• _Provided records_
⁂
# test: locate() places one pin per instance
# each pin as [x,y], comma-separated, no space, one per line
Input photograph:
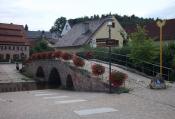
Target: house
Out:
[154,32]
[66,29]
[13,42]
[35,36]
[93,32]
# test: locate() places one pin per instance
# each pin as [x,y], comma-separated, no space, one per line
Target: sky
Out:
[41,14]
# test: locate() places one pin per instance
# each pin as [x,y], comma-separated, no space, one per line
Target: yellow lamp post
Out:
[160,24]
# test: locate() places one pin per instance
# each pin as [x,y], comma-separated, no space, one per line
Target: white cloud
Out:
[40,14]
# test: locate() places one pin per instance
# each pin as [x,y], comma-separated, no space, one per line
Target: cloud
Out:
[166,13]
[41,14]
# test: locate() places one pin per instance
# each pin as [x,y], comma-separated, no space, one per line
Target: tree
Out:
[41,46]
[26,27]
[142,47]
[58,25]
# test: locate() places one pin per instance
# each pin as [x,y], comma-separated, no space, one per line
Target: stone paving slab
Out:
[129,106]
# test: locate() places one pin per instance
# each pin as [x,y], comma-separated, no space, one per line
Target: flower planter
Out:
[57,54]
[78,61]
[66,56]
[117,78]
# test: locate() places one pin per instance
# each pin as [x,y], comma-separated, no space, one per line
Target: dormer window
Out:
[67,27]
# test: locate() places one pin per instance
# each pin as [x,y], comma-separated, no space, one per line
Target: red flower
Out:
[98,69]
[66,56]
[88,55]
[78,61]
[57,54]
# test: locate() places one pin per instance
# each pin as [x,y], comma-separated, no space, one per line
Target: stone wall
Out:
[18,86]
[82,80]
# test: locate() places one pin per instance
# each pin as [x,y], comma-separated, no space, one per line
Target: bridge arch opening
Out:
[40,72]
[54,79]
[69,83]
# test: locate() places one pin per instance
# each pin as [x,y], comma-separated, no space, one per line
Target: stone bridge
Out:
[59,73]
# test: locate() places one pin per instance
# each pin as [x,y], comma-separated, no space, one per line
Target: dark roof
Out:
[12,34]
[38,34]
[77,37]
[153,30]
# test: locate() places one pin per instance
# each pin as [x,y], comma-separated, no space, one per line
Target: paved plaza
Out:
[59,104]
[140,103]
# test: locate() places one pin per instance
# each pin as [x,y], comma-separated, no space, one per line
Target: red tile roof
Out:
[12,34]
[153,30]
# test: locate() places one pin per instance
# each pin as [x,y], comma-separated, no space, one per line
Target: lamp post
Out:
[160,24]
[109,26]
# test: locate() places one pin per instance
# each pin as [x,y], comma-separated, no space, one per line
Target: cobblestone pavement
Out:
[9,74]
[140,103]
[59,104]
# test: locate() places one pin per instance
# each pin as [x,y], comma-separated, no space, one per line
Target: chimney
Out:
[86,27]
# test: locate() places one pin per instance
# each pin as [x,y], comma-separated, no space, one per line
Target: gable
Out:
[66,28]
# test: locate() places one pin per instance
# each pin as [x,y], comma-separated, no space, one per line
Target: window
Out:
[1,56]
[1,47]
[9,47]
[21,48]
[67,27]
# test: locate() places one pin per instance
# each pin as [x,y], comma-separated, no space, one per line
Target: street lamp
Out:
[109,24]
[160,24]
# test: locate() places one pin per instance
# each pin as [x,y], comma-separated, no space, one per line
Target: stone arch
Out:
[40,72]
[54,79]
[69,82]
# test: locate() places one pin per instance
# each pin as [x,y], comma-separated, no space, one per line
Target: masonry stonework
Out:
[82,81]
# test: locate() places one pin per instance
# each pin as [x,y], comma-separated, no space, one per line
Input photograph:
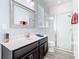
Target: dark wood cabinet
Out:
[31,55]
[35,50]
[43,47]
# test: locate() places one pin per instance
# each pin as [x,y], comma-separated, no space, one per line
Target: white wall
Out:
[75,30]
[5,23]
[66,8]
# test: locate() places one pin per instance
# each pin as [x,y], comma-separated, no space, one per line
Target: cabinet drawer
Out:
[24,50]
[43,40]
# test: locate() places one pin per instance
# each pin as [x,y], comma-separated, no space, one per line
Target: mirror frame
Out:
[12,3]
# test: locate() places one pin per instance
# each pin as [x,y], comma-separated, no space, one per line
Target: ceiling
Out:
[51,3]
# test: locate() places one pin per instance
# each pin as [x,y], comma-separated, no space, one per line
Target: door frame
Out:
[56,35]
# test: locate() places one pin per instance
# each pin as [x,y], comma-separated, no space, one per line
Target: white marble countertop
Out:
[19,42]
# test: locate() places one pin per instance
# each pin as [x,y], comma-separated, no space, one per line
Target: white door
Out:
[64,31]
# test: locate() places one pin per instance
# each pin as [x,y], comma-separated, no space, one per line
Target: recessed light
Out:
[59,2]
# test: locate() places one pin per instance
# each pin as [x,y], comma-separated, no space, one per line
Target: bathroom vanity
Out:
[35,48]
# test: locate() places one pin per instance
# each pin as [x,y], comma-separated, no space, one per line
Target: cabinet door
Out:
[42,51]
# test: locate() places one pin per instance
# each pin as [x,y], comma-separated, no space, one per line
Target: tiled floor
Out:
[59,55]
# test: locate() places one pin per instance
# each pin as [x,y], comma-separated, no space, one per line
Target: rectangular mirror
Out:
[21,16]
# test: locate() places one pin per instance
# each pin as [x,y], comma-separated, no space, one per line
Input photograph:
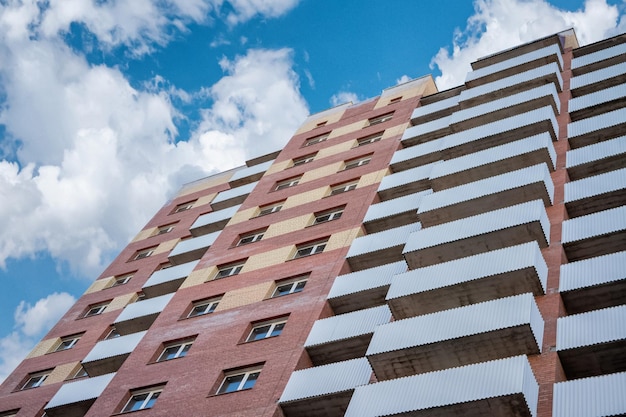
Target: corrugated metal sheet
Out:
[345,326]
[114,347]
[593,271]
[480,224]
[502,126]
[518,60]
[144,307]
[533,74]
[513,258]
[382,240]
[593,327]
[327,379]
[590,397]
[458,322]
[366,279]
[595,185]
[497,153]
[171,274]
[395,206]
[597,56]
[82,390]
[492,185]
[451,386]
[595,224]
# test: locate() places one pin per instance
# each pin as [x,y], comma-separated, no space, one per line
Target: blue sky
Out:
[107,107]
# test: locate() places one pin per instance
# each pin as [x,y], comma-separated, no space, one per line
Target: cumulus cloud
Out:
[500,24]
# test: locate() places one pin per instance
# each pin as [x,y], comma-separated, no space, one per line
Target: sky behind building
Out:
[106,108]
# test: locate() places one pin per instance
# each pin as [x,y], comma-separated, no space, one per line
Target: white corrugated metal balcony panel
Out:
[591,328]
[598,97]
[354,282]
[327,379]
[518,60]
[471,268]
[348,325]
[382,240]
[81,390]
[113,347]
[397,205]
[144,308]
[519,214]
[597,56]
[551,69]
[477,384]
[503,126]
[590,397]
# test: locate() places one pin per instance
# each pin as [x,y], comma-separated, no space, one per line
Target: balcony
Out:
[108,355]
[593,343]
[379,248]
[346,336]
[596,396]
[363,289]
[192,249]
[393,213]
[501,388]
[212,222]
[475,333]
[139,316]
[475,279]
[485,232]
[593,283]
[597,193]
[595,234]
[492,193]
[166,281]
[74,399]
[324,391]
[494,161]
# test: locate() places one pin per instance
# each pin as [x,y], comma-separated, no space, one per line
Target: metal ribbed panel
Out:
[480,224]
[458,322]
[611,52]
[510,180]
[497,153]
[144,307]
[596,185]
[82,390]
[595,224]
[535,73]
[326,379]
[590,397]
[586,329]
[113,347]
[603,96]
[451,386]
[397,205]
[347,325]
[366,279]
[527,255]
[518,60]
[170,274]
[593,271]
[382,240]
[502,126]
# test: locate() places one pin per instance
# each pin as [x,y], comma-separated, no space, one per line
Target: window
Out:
⁂
How many of the lines above contain the string "post"? Case counts. Reply with the number alone.

2